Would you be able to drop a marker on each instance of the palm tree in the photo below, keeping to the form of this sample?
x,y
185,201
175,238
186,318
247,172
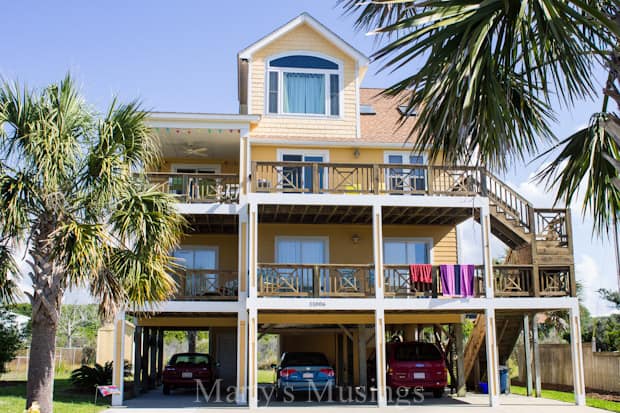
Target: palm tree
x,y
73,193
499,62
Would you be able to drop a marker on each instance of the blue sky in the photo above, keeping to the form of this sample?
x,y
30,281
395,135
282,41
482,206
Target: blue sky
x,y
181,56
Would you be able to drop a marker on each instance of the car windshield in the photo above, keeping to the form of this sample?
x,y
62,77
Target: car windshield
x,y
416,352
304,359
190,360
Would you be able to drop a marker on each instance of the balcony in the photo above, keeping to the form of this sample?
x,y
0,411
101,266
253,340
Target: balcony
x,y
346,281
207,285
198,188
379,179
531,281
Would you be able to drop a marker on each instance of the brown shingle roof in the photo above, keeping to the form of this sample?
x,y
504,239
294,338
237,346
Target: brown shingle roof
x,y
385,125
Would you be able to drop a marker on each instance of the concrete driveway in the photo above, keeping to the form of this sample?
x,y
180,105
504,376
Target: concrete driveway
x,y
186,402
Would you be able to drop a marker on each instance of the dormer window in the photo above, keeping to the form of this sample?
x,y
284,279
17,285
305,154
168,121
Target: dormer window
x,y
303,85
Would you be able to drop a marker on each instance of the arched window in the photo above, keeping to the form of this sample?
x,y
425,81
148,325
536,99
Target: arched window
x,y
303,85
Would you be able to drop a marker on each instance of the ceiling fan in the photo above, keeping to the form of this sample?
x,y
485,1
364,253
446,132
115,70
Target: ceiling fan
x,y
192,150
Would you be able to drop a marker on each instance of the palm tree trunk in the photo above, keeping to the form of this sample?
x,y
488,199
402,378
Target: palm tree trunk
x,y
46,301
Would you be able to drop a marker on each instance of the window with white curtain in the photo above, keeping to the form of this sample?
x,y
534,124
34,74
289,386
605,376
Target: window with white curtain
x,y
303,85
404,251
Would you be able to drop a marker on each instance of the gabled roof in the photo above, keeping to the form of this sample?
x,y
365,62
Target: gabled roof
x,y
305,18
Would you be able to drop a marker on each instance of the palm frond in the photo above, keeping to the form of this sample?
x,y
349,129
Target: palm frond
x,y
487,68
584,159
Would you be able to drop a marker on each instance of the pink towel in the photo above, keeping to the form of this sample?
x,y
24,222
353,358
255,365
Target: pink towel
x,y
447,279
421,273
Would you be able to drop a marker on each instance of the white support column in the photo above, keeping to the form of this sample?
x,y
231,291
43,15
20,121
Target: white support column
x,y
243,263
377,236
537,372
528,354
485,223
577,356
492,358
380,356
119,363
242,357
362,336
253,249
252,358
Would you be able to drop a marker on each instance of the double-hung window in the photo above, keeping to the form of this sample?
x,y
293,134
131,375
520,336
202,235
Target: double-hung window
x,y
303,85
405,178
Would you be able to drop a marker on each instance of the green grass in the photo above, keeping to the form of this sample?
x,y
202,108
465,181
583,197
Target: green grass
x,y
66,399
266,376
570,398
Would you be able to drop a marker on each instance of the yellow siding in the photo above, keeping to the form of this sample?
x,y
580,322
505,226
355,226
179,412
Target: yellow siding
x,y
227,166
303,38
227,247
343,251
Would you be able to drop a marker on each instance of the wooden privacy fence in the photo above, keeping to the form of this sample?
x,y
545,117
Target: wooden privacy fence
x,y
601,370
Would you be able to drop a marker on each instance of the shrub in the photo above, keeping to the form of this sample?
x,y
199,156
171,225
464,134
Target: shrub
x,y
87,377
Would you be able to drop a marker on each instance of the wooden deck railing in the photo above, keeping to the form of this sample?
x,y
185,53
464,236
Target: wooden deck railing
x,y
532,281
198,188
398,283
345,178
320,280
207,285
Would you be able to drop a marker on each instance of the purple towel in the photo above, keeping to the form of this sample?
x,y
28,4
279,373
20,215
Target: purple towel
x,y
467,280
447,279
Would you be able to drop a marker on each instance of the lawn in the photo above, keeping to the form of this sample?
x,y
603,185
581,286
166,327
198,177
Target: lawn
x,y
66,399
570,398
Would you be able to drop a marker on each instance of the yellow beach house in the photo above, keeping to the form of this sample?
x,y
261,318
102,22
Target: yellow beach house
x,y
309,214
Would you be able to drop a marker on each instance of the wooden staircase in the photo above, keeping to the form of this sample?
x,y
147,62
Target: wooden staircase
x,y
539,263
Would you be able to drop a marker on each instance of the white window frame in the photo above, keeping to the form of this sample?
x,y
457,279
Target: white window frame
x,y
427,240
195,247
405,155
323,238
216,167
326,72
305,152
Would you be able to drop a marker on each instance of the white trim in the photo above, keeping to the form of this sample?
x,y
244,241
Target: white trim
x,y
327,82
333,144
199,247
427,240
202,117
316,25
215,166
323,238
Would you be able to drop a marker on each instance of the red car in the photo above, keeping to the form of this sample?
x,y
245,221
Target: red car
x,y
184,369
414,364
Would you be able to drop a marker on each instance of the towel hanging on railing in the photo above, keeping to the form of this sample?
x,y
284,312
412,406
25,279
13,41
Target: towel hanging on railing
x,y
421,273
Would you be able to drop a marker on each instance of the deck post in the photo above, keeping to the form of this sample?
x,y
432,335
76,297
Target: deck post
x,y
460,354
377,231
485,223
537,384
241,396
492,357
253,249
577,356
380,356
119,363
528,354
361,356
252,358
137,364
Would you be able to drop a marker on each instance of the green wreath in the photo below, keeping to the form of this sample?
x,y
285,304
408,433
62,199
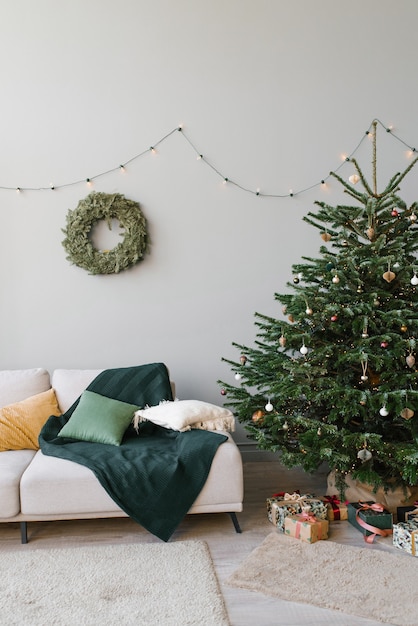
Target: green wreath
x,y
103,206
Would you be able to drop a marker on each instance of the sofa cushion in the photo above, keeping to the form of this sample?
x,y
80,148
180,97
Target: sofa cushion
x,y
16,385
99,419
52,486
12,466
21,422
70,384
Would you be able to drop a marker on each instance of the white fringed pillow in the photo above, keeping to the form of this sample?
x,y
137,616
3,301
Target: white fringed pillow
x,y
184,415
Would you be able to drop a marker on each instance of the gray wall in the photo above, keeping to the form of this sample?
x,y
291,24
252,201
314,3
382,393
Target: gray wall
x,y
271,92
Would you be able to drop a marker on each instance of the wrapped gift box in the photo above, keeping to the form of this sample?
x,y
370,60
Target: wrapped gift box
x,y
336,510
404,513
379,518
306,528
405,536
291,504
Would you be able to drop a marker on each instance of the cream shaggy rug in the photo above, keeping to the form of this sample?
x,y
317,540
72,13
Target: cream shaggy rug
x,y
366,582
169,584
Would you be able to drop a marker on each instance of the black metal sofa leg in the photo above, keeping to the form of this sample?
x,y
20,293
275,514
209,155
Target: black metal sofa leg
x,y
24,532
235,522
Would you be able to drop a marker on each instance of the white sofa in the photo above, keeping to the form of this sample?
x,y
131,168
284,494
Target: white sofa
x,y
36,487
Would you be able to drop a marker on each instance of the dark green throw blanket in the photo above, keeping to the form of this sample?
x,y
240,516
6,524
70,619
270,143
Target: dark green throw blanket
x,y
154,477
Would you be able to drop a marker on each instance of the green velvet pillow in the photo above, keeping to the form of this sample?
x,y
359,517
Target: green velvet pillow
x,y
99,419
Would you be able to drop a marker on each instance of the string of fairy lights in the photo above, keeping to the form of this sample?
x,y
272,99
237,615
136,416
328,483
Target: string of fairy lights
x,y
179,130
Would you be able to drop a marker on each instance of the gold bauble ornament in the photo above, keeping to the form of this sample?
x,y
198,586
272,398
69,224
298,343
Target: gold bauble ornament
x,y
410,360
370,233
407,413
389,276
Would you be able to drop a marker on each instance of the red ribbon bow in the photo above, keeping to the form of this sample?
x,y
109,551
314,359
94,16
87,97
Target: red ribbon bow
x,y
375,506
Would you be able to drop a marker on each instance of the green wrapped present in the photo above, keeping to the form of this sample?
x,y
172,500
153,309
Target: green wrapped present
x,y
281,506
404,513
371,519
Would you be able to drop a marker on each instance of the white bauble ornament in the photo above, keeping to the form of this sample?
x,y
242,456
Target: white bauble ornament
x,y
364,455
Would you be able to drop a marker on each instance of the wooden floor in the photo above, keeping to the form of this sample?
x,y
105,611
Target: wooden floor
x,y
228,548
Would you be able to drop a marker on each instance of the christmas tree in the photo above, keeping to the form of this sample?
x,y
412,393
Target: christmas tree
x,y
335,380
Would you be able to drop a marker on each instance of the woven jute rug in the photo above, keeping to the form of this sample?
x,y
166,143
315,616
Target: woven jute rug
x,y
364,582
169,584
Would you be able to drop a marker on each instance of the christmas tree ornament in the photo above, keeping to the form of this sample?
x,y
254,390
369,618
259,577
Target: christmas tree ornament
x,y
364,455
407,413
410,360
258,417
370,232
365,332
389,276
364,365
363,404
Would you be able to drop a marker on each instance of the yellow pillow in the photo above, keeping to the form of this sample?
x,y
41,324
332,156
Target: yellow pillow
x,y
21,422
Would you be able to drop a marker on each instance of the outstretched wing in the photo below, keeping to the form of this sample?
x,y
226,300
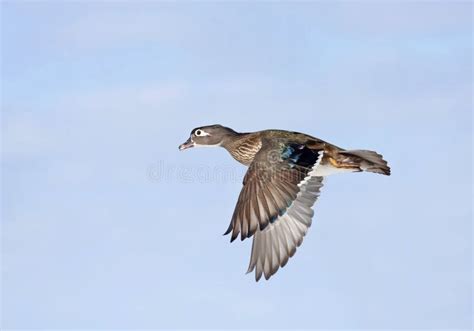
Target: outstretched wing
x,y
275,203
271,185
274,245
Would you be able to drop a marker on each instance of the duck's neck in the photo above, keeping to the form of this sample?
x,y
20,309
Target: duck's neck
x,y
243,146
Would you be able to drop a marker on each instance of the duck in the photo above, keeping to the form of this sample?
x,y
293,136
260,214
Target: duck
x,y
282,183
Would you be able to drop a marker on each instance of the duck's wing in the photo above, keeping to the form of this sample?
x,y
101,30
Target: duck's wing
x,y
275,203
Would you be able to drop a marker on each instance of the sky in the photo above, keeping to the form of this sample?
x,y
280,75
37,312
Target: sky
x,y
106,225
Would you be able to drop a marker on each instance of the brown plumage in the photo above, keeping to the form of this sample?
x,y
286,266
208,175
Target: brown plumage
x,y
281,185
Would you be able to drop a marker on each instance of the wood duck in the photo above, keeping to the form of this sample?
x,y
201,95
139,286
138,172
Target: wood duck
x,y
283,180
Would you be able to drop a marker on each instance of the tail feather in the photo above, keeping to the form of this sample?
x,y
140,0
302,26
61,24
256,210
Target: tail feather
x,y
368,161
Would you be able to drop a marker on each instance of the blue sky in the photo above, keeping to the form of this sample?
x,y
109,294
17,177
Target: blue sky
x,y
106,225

══════════════════════════════

● What this task involves:
Write out, word for word, the lines from the one containing "the wood duck" through the last of the lines above, including both ends.

● Task response:
Would you be able to drop a marker on each instance of the wood duck in the photo above, keeping to the form of this sample?
x,y
201,95
139,286
138,172
Target: wood duck
x,y
283,180
Would you be able to drop a marker on each instance of the tail feather in the photo above, keeping to the form of this sample?
x,y
140,0
302,26
61,24
256,210
Target: tail feather
x,y
368,161
Would you be able to drop a marker on each instance of the blue sky in the photo above, keeping to the form of this sample?
x,y
109,294
17,177
Target: blue sky
x,y
106,225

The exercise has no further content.